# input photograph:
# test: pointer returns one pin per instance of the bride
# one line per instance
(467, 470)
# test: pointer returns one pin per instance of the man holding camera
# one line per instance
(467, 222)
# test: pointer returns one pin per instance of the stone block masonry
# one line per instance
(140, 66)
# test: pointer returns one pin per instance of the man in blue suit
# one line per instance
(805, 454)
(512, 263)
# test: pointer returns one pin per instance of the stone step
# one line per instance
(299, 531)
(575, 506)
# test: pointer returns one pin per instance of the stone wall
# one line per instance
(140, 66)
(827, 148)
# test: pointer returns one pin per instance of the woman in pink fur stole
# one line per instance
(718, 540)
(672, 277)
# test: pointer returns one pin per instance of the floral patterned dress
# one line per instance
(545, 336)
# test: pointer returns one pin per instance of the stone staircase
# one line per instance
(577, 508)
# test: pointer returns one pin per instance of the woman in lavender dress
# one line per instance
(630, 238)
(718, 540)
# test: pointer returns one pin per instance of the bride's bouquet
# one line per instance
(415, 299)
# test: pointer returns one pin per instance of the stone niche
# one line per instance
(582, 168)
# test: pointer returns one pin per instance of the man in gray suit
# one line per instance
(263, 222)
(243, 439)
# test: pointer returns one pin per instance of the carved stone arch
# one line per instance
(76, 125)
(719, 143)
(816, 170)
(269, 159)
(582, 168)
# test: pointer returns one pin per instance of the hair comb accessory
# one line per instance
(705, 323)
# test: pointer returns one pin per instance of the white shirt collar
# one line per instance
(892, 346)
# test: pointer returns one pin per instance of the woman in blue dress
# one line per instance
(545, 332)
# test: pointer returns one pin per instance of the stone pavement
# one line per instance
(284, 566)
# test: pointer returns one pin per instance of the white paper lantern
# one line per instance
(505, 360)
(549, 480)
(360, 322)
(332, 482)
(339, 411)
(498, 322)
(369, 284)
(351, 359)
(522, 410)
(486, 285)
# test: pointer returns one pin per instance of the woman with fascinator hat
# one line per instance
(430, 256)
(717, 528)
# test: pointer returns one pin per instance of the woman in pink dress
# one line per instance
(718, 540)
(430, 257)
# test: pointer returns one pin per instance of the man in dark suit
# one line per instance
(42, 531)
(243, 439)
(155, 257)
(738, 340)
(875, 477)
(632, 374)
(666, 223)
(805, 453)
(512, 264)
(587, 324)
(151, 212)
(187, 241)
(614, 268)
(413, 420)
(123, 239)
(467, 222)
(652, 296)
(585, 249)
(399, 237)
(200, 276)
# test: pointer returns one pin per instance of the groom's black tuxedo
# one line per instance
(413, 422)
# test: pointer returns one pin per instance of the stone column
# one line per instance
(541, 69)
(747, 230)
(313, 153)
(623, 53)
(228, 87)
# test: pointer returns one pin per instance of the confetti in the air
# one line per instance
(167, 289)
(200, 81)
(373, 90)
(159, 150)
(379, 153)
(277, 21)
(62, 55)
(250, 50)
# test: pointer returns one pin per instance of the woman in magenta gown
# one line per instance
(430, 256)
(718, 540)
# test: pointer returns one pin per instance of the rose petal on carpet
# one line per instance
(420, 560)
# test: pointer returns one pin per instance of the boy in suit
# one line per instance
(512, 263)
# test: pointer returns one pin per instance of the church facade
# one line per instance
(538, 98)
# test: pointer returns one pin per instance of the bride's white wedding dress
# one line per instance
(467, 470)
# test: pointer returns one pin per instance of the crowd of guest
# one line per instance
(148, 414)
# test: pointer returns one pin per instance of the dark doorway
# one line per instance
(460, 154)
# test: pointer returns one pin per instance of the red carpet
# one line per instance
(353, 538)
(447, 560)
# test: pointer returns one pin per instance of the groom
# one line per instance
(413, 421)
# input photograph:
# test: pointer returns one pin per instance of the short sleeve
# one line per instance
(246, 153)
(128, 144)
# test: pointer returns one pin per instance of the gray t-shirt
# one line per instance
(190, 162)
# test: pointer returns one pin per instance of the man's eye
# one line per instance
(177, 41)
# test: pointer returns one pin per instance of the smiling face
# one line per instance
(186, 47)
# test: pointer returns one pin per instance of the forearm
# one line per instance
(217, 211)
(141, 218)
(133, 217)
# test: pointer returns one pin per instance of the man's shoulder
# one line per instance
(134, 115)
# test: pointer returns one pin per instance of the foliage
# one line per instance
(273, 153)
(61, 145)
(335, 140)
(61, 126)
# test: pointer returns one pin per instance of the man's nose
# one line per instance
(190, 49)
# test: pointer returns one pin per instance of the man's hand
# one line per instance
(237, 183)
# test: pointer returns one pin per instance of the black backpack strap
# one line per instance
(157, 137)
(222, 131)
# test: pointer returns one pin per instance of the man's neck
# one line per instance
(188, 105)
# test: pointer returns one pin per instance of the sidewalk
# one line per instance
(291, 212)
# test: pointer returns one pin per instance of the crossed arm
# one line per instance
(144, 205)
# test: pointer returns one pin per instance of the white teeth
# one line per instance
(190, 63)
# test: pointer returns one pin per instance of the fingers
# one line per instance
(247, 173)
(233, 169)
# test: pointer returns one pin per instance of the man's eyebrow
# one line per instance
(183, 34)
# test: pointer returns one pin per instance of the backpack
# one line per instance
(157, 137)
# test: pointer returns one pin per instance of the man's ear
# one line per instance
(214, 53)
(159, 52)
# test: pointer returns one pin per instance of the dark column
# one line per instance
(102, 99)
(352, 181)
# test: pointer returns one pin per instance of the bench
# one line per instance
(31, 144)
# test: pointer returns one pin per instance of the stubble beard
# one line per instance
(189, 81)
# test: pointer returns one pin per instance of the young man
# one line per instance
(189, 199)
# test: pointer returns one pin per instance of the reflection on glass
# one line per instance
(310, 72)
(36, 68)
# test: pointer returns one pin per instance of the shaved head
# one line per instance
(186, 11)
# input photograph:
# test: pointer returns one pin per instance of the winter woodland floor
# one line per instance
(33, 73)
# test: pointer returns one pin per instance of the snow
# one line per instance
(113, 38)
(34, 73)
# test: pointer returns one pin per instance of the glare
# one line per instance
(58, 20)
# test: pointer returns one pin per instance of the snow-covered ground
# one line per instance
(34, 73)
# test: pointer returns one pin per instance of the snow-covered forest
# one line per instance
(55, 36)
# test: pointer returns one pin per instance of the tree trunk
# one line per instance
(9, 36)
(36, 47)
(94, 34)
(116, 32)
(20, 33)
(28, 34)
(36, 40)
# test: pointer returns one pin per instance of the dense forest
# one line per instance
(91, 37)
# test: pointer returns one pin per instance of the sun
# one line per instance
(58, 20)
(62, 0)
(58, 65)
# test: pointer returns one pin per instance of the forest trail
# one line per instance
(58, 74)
━━━━━━━━━━━━━━━━
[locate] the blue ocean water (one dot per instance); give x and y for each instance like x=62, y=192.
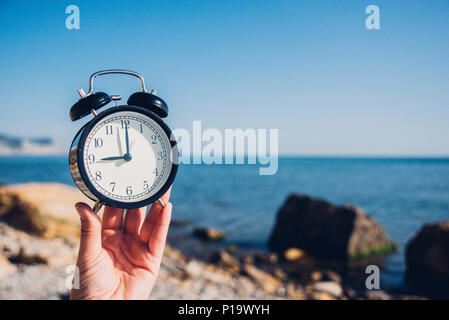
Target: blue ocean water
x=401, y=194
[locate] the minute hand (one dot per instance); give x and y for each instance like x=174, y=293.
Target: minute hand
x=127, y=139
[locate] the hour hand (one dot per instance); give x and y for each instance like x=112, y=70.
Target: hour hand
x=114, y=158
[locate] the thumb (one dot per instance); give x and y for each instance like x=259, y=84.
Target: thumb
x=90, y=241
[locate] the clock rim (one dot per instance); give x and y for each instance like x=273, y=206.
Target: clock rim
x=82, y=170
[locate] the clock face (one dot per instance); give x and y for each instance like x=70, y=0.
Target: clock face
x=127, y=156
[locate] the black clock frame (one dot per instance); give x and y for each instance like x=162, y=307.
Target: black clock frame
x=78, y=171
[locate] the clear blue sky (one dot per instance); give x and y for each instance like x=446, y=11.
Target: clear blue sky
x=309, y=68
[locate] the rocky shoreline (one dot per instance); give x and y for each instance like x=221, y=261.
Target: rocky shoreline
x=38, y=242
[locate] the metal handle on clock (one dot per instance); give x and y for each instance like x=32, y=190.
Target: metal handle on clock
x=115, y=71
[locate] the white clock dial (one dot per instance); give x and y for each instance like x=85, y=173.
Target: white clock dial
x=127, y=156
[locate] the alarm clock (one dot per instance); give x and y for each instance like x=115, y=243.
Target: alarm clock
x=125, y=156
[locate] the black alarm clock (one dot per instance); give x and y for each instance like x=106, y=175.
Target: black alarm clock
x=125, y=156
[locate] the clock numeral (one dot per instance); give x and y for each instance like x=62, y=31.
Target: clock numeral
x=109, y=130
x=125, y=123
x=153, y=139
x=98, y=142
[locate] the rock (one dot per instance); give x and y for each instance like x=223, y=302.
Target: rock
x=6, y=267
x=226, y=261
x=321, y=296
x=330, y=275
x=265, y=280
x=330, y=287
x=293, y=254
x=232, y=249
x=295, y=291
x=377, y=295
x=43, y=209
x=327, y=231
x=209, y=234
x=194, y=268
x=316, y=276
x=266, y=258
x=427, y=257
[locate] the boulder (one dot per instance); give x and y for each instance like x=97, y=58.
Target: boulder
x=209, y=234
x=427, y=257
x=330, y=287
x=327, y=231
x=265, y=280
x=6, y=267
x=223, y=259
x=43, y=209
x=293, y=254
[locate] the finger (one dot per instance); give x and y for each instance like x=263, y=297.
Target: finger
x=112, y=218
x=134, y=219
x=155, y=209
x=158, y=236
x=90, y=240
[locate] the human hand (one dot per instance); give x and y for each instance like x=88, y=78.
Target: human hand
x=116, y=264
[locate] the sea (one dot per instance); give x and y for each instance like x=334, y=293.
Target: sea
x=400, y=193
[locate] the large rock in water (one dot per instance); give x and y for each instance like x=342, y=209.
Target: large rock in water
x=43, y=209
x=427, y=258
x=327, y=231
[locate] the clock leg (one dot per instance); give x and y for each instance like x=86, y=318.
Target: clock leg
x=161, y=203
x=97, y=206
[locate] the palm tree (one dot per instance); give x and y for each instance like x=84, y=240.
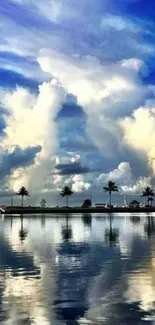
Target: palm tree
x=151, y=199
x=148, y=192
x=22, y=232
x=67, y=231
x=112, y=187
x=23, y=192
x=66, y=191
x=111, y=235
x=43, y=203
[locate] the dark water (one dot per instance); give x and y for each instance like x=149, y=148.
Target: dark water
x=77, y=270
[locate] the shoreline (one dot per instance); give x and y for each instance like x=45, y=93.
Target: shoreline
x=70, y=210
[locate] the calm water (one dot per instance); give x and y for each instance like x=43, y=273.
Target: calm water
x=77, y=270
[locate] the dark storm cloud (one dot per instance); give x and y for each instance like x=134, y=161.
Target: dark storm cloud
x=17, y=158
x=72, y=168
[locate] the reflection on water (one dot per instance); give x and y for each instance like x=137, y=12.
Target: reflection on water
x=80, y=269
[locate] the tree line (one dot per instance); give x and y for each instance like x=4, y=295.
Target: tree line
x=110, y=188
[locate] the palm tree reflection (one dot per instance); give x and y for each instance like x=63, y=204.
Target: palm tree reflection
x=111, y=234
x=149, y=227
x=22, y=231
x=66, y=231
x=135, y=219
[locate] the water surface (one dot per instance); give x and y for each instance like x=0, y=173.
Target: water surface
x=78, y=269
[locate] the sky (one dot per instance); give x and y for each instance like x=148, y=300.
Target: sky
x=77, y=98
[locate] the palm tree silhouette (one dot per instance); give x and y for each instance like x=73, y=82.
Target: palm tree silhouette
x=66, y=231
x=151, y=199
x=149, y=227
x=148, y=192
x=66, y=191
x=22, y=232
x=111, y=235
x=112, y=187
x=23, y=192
━━━━━━━━━━━━━━━━
HOW TO COMPLETE THIS TASK> The expected answer is one number: the count of lines in the listing that include the string "covered".

TASK SOLUTION> 2